Location identification items
***

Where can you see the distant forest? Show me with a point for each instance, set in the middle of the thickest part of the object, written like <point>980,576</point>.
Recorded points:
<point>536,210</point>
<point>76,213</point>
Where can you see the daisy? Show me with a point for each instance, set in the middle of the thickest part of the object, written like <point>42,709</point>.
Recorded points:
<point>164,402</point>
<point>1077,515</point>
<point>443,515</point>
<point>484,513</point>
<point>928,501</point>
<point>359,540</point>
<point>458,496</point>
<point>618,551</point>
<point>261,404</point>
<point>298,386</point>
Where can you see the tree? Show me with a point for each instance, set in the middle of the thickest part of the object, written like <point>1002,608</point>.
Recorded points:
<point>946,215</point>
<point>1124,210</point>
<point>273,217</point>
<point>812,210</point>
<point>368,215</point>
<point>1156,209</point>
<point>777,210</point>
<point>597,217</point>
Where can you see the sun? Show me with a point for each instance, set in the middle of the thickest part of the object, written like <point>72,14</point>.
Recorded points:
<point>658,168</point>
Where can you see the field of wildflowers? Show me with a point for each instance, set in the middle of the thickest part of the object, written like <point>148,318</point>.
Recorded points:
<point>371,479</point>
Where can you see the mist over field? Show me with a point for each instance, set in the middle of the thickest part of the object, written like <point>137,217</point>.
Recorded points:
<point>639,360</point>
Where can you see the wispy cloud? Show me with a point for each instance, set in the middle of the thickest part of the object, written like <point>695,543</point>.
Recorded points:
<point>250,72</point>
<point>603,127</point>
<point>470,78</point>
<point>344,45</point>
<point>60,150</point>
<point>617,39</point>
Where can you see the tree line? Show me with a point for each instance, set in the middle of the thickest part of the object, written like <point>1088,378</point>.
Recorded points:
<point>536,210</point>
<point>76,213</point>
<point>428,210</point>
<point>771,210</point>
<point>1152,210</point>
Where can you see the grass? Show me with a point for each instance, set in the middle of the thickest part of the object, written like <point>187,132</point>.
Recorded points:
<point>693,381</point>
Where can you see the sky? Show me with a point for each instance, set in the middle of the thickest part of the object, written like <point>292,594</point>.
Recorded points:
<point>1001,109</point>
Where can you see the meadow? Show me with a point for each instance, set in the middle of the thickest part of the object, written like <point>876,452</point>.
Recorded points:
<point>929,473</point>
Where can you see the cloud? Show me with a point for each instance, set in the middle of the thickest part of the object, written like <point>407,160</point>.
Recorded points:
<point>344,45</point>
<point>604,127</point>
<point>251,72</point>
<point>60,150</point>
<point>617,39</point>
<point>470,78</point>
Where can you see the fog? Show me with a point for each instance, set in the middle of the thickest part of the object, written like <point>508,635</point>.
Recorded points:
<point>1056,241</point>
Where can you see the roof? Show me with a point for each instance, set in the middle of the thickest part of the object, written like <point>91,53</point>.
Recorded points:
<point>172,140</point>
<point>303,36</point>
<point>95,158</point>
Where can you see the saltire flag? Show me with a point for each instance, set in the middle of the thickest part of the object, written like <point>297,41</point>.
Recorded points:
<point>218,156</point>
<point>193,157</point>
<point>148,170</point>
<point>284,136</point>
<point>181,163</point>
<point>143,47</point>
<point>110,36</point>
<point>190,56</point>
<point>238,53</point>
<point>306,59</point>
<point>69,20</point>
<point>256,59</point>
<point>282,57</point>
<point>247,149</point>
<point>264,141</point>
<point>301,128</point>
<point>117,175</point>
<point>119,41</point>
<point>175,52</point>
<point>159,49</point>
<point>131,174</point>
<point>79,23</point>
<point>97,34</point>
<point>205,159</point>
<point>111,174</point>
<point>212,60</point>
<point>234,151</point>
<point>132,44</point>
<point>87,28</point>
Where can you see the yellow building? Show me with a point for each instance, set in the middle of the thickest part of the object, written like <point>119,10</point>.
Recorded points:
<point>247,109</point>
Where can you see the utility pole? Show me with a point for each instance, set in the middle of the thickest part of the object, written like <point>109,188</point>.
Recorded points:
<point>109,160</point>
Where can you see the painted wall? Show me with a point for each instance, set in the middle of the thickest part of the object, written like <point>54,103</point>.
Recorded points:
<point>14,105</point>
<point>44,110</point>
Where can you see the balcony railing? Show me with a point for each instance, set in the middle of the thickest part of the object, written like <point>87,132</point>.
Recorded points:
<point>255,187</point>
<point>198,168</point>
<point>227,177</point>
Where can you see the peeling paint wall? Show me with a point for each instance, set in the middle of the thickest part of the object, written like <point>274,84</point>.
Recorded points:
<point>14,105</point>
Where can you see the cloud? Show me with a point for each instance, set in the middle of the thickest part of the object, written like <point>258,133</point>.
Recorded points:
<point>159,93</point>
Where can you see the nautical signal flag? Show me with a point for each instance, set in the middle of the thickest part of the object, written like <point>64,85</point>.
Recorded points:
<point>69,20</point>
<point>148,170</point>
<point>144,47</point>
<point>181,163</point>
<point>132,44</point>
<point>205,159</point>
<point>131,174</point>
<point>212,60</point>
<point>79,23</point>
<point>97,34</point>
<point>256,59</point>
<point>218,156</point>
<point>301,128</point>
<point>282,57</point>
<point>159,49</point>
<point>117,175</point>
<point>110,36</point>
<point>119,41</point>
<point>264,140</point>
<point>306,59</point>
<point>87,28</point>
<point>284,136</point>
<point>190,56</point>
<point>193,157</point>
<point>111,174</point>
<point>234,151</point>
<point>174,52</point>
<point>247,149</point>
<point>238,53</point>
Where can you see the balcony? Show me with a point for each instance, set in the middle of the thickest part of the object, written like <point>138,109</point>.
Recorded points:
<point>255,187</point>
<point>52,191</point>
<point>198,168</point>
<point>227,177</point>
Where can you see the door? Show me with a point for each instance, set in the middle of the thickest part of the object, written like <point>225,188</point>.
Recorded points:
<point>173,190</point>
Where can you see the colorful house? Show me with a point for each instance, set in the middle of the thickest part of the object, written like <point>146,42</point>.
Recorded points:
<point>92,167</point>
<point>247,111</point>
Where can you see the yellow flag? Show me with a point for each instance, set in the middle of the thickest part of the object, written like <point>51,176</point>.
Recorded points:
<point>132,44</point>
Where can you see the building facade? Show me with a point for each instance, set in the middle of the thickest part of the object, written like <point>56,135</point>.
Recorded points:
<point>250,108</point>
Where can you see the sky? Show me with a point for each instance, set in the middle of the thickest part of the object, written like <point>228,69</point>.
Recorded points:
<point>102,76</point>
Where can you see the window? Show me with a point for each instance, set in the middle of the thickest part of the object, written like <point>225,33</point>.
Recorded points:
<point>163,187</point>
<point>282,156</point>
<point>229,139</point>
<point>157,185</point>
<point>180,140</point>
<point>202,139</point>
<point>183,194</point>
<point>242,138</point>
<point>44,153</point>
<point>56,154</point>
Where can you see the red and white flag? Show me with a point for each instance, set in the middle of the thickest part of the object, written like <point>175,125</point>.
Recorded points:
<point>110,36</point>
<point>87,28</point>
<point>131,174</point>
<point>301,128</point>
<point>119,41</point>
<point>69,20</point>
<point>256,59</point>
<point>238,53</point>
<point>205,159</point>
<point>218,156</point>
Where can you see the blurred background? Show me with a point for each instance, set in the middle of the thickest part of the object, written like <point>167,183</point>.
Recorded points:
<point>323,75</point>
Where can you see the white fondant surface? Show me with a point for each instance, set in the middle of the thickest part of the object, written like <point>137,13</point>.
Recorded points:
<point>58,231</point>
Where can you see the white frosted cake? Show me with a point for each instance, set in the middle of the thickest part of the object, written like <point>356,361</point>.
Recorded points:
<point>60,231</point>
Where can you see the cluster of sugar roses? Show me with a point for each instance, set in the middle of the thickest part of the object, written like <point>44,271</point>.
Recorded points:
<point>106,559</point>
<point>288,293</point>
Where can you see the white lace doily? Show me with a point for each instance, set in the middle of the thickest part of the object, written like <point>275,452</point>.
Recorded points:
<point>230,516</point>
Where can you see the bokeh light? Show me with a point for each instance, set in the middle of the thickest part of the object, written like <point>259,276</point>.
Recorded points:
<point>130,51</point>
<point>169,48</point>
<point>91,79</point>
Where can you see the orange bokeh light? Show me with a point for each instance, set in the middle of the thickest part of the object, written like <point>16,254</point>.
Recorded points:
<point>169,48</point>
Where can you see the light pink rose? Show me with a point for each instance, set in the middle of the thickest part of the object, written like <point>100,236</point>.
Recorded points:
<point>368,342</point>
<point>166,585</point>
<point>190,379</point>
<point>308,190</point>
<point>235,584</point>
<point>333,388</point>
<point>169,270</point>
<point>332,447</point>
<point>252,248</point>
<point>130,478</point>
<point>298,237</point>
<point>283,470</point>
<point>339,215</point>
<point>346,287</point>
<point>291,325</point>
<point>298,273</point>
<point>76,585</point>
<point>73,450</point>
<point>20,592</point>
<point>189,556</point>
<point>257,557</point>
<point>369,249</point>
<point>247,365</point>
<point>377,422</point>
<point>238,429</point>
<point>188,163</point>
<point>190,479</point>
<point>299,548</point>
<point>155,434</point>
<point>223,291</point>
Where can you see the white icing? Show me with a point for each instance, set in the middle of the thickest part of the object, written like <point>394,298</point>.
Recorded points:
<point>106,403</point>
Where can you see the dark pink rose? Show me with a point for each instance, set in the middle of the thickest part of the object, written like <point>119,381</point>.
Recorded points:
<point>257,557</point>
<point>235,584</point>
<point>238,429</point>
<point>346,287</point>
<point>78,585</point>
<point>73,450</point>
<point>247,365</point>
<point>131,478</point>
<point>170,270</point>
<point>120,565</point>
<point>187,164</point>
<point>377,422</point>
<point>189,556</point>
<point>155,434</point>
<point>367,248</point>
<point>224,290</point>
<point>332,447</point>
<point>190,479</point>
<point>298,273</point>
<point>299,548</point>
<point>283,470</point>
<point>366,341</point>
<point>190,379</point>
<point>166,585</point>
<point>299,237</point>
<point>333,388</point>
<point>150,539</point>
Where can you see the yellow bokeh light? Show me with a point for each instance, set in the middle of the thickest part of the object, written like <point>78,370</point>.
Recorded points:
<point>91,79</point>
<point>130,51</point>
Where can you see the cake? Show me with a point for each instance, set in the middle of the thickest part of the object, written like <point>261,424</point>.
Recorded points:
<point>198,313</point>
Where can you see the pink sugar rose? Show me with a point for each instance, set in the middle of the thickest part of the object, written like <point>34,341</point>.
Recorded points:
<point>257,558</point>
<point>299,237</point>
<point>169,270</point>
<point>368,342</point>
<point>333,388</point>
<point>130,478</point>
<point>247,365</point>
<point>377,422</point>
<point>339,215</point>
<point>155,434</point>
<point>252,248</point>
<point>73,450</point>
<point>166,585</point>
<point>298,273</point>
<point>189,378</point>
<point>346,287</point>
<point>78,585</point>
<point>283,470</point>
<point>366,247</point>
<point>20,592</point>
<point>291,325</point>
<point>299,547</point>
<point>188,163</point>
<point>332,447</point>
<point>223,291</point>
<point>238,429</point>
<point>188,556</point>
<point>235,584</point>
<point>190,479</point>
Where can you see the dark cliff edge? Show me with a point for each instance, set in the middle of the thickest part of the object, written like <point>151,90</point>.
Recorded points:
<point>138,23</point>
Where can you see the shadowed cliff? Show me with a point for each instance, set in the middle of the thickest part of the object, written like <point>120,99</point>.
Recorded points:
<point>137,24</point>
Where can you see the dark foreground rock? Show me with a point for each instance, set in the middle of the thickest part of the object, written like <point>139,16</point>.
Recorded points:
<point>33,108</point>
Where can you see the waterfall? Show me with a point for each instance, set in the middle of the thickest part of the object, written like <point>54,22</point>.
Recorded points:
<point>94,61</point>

***

Turn the stretch of rows above, from the line containing "Where can you see the tree line?" through the line containing "<point>771,210</point>", into a numbered list, and leave out any blank lines.

__Output of the exercise__:
1. Where can you see the tree line? Show me with a point for each instance, set in the middle of the thickest part of the object, written like <point>1088,378</point>.
2. Recorded points:
3. <point>536,210</point>
4. <point>76,213</point>
5. <point>428,210</point>
6. <point>771,210</point>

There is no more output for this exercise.